**Provided material:**
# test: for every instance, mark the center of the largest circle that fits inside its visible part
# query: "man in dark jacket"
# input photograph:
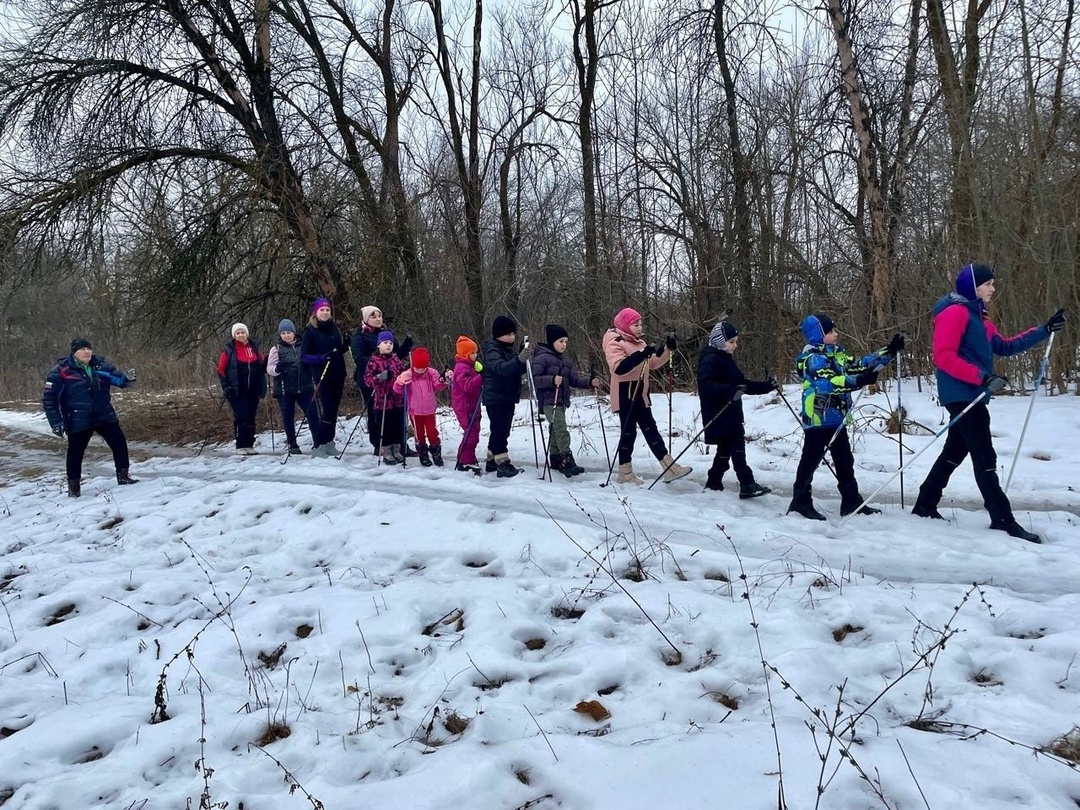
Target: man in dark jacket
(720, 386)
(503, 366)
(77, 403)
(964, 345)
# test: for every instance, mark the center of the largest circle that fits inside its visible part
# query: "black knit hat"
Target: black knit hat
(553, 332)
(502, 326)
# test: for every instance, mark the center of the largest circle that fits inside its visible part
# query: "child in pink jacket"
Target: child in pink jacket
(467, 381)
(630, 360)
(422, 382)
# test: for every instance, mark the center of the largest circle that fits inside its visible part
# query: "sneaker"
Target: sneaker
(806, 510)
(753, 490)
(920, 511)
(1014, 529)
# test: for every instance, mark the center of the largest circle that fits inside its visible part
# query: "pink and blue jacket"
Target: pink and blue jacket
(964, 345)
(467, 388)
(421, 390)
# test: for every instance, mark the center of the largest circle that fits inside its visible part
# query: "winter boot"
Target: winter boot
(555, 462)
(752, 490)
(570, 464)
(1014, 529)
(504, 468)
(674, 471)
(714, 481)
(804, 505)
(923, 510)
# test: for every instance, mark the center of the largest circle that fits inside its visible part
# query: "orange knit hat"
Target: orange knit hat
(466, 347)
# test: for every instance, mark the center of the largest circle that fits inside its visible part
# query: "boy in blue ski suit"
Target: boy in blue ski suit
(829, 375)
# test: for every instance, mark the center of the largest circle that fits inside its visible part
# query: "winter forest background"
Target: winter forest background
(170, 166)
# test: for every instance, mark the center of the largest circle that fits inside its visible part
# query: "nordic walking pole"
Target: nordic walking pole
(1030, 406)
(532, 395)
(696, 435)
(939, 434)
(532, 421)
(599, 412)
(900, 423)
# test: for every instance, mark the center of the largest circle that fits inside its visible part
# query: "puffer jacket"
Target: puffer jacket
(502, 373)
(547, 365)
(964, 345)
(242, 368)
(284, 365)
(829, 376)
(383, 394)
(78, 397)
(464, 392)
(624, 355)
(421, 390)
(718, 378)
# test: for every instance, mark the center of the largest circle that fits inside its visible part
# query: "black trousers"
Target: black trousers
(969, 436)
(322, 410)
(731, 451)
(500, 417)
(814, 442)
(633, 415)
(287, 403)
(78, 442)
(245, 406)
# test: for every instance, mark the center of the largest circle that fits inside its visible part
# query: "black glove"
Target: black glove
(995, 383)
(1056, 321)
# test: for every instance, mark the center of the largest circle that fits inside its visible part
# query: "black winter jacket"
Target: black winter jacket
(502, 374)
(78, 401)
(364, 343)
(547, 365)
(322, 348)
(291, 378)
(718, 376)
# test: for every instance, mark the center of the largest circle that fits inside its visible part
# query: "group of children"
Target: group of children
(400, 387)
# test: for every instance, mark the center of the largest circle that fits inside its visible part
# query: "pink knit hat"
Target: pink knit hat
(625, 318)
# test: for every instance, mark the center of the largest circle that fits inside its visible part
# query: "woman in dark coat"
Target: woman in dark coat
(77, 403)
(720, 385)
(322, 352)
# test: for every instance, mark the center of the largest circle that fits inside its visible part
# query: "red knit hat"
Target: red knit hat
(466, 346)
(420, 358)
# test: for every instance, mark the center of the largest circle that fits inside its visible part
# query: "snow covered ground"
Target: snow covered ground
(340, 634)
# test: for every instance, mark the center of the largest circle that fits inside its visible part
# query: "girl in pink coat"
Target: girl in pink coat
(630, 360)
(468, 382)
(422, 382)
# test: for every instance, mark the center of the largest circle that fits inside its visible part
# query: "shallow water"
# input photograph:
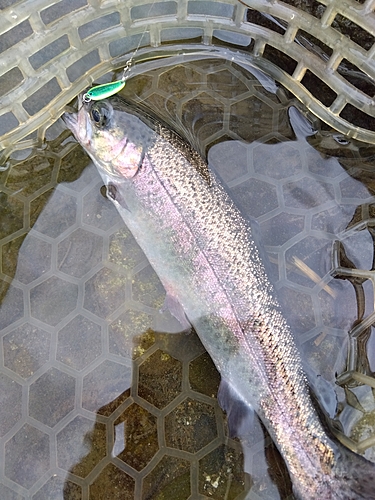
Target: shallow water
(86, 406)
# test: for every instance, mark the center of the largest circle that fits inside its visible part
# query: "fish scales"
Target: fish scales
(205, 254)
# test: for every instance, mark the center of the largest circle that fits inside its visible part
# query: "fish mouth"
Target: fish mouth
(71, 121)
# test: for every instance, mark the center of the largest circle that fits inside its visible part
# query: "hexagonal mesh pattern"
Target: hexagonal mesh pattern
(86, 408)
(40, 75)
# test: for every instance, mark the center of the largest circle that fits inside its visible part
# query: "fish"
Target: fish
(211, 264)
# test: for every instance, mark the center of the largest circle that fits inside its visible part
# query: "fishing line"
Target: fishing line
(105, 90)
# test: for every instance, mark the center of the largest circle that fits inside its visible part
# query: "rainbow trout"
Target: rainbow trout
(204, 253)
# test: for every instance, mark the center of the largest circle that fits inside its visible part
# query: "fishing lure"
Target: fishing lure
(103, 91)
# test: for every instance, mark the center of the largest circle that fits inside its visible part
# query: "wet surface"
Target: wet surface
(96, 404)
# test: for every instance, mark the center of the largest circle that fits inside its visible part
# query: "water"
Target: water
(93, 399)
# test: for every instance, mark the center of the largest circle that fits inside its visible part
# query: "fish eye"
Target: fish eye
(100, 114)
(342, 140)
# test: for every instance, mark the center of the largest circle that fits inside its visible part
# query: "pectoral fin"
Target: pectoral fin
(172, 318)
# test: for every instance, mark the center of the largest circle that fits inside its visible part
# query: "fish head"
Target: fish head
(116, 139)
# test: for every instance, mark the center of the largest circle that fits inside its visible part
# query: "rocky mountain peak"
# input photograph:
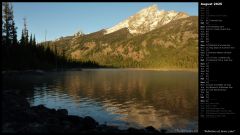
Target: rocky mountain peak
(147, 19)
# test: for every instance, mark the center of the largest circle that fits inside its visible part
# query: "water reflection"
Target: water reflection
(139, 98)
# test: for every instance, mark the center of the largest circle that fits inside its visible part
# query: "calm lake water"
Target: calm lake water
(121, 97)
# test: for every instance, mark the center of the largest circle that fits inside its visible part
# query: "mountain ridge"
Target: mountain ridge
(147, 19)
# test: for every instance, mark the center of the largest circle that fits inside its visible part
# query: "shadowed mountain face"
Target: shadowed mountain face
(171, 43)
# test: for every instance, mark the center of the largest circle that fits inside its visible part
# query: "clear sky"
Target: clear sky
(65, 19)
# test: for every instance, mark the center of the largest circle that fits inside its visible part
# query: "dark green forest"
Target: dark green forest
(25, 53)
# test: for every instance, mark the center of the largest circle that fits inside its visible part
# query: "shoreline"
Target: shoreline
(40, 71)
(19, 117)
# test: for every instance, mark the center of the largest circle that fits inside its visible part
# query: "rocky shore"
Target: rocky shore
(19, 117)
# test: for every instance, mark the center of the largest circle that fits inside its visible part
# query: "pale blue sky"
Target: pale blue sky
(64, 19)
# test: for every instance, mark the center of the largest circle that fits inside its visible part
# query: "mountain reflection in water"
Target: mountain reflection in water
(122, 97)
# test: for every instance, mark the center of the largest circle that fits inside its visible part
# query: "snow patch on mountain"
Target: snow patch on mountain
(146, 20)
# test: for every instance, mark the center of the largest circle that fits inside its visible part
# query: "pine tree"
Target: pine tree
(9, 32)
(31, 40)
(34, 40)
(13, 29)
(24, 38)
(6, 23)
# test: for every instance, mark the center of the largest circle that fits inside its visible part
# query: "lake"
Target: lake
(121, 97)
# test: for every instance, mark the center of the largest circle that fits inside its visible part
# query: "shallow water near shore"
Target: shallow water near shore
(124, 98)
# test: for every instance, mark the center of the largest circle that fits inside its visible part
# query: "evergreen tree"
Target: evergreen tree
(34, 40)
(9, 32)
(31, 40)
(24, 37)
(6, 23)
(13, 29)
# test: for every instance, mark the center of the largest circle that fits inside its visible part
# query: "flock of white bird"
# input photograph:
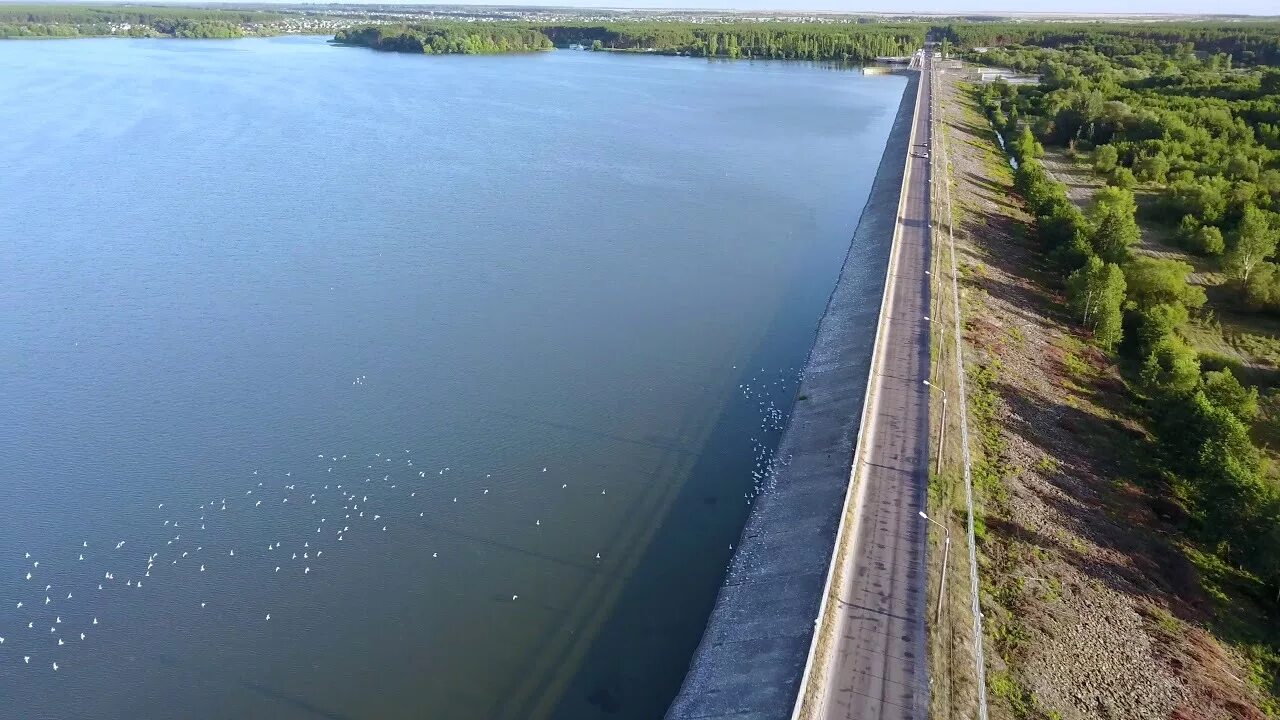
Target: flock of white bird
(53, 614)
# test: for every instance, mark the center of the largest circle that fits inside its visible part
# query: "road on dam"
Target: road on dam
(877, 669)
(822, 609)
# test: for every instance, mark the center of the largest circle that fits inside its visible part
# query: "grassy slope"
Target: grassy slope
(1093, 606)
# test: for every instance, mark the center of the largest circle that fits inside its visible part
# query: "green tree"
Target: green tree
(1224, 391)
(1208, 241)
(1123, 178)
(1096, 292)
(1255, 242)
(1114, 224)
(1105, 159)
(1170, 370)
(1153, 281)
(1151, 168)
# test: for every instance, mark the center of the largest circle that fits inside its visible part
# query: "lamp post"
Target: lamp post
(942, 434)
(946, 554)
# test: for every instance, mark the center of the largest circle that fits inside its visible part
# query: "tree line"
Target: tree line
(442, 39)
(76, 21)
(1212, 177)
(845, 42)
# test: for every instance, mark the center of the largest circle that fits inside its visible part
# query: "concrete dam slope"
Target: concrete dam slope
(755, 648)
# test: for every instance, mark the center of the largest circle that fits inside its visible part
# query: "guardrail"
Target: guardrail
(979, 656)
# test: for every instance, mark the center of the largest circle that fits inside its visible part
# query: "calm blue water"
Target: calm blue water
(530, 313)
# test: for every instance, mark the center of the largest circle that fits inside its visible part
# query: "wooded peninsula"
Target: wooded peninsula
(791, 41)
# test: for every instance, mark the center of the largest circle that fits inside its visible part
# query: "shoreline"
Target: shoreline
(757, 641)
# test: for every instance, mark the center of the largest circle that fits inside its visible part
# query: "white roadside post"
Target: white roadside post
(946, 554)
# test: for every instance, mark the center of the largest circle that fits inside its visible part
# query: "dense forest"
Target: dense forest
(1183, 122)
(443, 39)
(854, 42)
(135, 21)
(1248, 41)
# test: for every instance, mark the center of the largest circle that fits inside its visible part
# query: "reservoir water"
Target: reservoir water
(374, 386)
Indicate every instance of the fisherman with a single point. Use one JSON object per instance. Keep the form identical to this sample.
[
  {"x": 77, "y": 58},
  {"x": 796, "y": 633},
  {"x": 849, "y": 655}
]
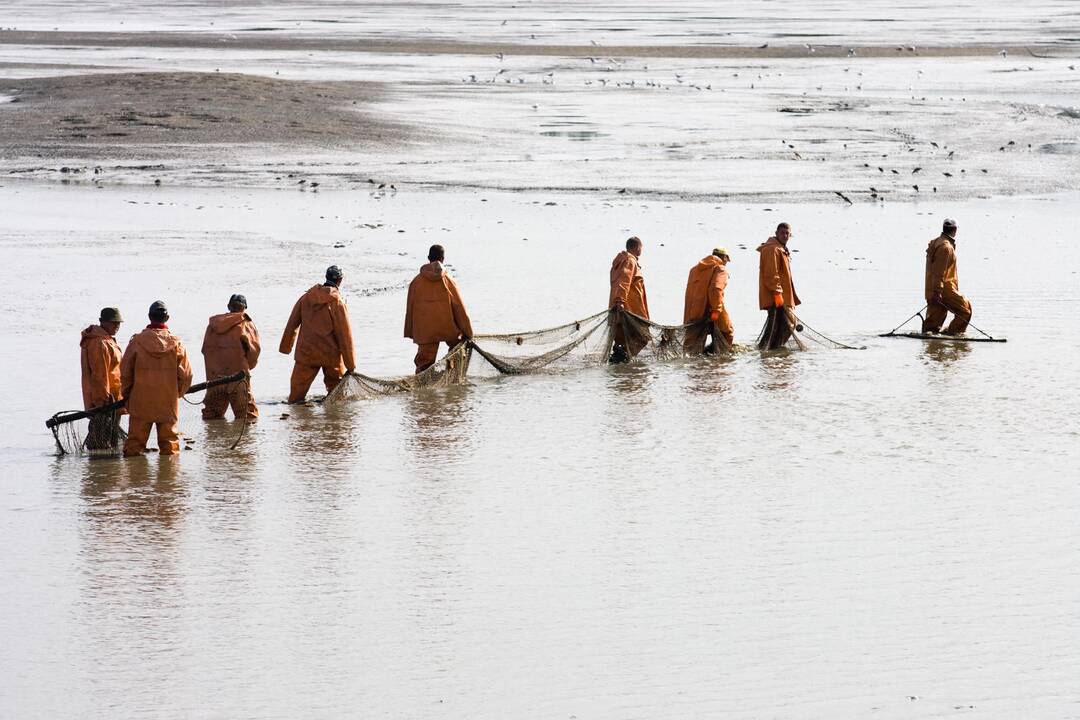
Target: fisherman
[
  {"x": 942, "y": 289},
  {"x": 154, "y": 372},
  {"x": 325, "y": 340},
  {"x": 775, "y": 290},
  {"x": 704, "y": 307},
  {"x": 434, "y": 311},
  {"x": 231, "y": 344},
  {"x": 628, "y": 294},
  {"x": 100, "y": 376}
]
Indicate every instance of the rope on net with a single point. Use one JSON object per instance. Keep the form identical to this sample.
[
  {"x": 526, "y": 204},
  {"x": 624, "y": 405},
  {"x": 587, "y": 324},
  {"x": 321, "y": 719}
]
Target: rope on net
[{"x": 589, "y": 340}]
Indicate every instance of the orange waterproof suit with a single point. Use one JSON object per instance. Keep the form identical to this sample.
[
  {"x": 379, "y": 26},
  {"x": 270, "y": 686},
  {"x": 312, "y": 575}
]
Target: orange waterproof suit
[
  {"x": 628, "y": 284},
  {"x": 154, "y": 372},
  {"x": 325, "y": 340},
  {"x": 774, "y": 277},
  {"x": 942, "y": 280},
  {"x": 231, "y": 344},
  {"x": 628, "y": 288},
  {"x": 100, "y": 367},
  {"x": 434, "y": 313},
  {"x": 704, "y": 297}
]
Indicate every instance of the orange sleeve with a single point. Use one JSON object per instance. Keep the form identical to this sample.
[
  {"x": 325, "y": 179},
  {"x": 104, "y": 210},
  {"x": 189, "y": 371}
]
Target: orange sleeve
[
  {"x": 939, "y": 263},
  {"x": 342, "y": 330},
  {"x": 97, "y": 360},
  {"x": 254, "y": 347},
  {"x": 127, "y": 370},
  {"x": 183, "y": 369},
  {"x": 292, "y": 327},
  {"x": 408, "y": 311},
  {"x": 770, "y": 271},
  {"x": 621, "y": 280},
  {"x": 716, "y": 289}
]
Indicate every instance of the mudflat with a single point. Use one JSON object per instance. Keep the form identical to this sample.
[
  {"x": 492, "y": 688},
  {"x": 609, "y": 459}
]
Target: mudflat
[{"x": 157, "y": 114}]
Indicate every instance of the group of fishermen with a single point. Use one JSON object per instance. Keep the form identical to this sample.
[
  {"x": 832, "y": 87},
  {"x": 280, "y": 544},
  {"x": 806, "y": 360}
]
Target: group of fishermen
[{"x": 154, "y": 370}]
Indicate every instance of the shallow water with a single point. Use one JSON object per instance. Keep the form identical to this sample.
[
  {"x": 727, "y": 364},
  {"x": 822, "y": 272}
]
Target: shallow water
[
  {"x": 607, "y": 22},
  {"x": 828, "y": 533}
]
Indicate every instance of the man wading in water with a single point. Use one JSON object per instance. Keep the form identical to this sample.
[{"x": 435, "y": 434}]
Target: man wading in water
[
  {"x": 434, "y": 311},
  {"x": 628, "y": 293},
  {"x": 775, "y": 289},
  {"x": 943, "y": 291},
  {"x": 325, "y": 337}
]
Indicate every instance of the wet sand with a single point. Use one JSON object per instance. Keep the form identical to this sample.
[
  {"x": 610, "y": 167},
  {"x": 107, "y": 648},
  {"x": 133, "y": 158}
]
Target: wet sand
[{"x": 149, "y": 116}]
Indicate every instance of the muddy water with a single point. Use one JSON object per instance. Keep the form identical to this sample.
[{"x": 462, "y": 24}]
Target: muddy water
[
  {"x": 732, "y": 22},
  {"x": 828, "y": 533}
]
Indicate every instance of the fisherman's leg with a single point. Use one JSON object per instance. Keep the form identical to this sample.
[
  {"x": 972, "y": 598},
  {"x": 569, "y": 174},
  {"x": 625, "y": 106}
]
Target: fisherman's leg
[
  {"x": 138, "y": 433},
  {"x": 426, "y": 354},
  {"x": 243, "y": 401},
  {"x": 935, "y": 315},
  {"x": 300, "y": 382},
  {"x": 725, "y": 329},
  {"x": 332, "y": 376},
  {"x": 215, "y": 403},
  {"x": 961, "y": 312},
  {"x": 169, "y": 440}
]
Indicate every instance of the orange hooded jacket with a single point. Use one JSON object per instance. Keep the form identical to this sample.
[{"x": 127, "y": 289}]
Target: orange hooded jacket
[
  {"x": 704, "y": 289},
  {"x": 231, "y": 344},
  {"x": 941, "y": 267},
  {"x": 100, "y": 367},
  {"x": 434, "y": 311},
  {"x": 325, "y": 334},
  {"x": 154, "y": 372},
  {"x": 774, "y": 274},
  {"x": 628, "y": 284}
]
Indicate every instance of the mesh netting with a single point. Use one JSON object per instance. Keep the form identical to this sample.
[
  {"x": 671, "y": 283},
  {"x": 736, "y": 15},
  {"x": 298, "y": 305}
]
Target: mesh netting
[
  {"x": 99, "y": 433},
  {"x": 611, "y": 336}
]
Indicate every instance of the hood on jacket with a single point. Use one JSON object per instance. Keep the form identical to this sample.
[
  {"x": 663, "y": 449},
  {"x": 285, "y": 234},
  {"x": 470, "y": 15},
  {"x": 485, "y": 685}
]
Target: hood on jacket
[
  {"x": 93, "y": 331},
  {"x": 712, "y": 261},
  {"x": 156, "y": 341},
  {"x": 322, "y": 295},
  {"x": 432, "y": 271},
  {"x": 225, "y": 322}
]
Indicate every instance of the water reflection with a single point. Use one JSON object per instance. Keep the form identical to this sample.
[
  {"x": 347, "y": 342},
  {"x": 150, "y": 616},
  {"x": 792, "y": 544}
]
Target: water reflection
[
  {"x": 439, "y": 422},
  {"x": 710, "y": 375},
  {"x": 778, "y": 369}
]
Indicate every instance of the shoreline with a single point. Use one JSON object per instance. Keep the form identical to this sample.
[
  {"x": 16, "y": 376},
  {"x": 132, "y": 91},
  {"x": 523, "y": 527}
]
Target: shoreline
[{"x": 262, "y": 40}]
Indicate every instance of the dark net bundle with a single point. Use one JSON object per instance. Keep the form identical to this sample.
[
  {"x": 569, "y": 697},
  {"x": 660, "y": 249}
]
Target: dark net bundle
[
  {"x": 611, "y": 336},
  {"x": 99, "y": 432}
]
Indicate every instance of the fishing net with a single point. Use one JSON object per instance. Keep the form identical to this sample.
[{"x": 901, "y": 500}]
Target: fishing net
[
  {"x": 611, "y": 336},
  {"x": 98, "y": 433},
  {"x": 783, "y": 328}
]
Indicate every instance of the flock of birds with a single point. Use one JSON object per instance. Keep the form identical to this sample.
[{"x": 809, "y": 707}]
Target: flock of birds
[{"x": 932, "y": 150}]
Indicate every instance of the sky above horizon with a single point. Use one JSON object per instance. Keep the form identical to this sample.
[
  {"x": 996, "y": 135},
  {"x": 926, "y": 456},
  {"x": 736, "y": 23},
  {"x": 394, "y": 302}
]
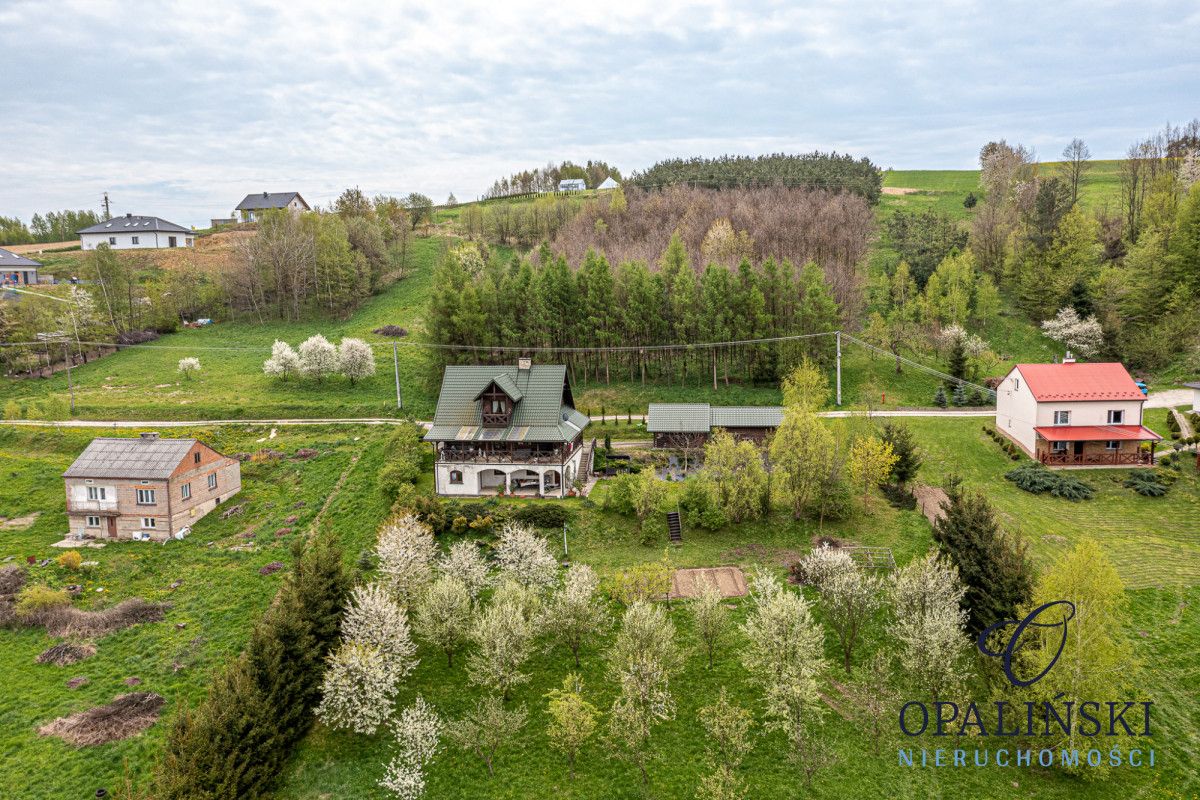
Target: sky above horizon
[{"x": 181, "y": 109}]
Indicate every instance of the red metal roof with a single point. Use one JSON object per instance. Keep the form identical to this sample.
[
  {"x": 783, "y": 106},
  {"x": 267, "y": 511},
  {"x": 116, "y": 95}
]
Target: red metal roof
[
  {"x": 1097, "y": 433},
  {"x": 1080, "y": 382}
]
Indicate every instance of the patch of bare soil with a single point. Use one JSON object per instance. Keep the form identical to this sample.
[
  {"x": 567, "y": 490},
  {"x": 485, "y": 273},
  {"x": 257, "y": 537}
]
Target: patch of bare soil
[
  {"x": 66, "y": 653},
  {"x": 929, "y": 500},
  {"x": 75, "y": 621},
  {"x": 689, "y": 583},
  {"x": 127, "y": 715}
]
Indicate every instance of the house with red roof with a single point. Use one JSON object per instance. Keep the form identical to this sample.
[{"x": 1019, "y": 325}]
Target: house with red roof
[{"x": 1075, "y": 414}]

**Work task:**
There is a run of lines above from the one with "Indicate every instance of the shoreline" to the one with "Indicate every instance of the fishing"; print exactly that run, both ends included, and nothing else.

**Reply:**
Indicate every instance of the shoreline with a single point. Use one JSON object per instance. Keep the form identical to this sample.
[
  {"x": 16, "y": 376},
  {"x": 132, "y": 91},
  {"x": 523, "y": 527}
]
Target: shoreline
[{"x": 262, "y": 40}]
Indicate every instance of the dark net bundle with a single point. Use one JSON object per instance. Keep the form identical to this sample.
[
  {"x": 569, "y": 697},
  {"x": 660, "y": 249}
]
Target: dark net bundle
[
  {"x": 611, "y": 336},
  {"x": 99, "y": 432}
]
Indicate every instance of the fishing net with a single point. Use one JSON object per instance. Keep the form identical to this sample.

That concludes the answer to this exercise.